→ **Records**
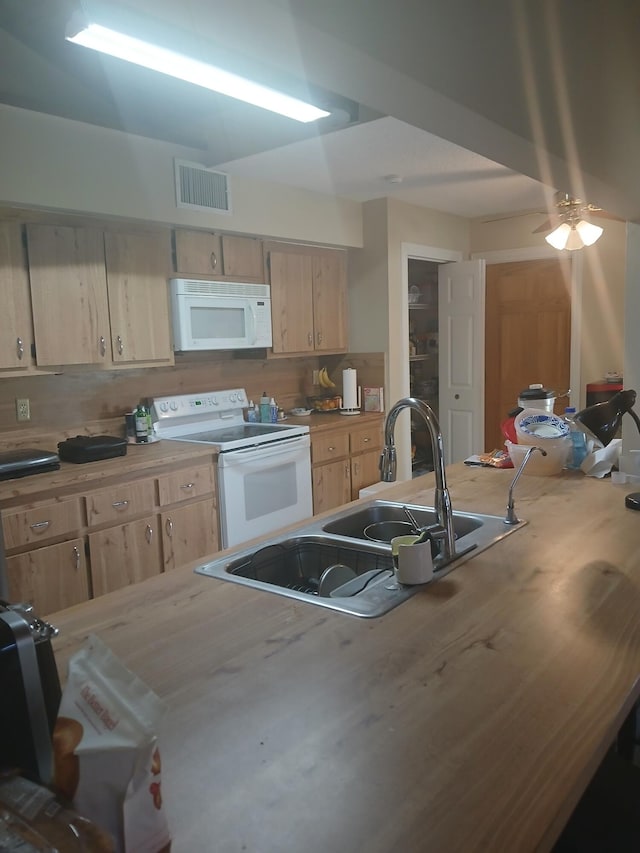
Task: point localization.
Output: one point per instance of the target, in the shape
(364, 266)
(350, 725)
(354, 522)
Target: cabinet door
(291, 302)
(331, 485)
(50, 578)
(365, 471)
(69, 295)
(138, 267)
(125, 554)
(242, 258)
(198, 253)
(16, 325)
(188, 533)
(330, 301)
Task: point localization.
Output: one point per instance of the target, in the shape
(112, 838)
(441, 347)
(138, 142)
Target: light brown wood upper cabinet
(138, 268)
(308, 299)
(16, 324)
(99, 298)
(218, 256)
(69, 295)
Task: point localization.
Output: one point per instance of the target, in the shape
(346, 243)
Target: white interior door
(461, 287)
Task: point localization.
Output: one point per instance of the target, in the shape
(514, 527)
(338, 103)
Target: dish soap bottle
(265, 409)
(578, 450)
(142, 424)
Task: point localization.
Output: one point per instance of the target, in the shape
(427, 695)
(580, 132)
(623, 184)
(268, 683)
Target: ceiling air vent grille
(200, 188)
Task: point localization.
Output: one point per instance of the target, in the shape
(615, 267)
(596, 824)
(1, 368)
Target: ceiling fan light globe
(559, 236)
(588, 232)
(574, 240)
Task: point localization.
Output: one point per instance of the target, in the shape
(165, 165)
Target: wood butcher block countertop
(469, 718)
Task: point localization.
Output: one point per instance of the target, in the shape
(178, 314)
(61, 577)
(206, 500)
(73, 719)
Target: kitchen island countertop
(469, 718)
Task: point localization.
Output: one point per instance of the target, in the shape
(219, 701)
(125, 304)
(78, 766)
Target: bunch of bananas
(324, 379)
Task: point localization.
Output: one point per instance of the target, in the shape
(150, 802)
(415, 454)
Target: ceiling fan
(569, 225)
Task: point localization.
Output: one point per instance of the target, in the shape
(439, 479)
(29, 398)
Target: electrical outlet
(23, 410)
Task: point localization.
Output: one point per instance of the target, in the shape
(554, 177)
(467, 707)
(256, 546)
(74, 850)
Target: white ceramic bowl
(542, 466)
(536, 427)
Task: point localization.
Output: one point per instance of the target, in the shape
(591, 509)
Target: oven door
(264, 488)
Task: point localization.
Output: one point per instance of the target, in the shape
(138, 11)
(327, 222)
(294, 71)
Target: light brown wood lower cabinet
(49, 578)
(365, 470)
(343, 462)
(124, 554)
(331, 485)
(189, 532)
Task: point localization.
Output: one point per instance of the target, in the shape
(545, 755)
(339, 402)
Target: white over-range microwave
(220, 315)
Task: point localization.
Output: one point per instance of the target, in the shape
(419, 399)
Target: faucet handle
(388, 463)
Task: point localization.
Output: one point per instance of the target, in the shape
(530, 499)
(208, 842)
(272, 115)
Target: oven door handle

→ **Task to complete**
Only the pictures are to be left out; all other material is to be output exactly.

→ **Output for this exercise**
Task: point localization.
Output: one point per instance of the target, in the shape
(364, 266)
(350, 725)
(354, 522)
Target: cabinet door
(291, 302)
(331, 485)
(50, 578)
(365, 471)
(69, 295)
(138, 267)
(125, 554)
(242, 258)
(198, 253)
(16, 325)
(188, 533)
(330, 301)
Task: point localization.
Output: one point per instance of the target, in the shape
(112, 838)
(441, 347)
(138, 142)
Target: light brown wood upper cabinet
(138, 268)
(308, 299)
(16, 324)
(99, 298)
(218, 256)
(69, 295)
Task: point localization.
Output: one point per instance of the target, in the shape
(346, 243)
Target: white interior door
(461, 287)
Task: point localization.
Output: one point per instance of the target, in the shape
(514, 527)
(338, 103)
Target: dish soap bottle
(265, 409)
(578, 450)
(142, 424)
Task: point localization.
Output: one point per instance of the target, in the shape
(427, 695)
(580, 132)
(623, 184)
(268, 683)
Target: ceiling air vent grille
(200, 188)
Task: point localization.
Output: one point per instance of the target, in the shape
(615, 267)
(596, 824)
(1, 368)
Target: ceiling fan light globe
(559, 236)
(588, 232)
(574, 240)
Task: point localization.
Output: one point per instance of the target, in the shape
(165, 165)
Target: wood butcher block countertop
(469, 718)
Task: point localization.
Output: one point per instance of the target, in the shape
(178, 314)
(61, 577)
(206, 500)
(73, 719)
Target: kitchen island countertop
(469, 718)
Task: point localization.
Output: one point per instance of the target, in the shape
(219, 701)
(125, 304)
(78, 766)
Target: bunch of bananas
(324, 379)
Task: point localization.
Output: one point per instance of the target, in the shape
(150, 802)
(415, 454)
Target: ceiling fan
(569, 225)
Task: point localization.
Output: one point per instance of the target, in the shape
(439, 479)
(29, 398)
Target: electrical outlet
(23, 410)
Task: point localization.
Output: one point per instance of the target, in the shape
(554, 177)
(467, 707)
(256, 546)
(74, 850)
Target: white ceramic bowl
(542, 466)
(536, 427)
Task: point localization.
Output: one point per instance of the target, in the shape
(591, 509)
Target: oven door
(264, 488)
Task: point localization.
Output: one point per instance of the target, in the shape
(138, 11)
(327, 222)
(294, 71)
Target: light brown wood lower cabinet
(49, 578)
(365, 470)
(343, 462)
(124, 554)
(331, 485)
(189, 532)
Task: point localization.
Output: one point per instance of the target, in the shape
(545, 755)
(339, 402)
Target: white over-range microwave
(220, 315)
Task: point localization.
Output: one point per instance of the target, in the shape
(419, 399)
Target: faucet handle
(388, 463)
Task: point localization.
Output: one point per instance of the target, in the shape
(530, 499)
(208, 842)
(272, 115)
Target: oven door handle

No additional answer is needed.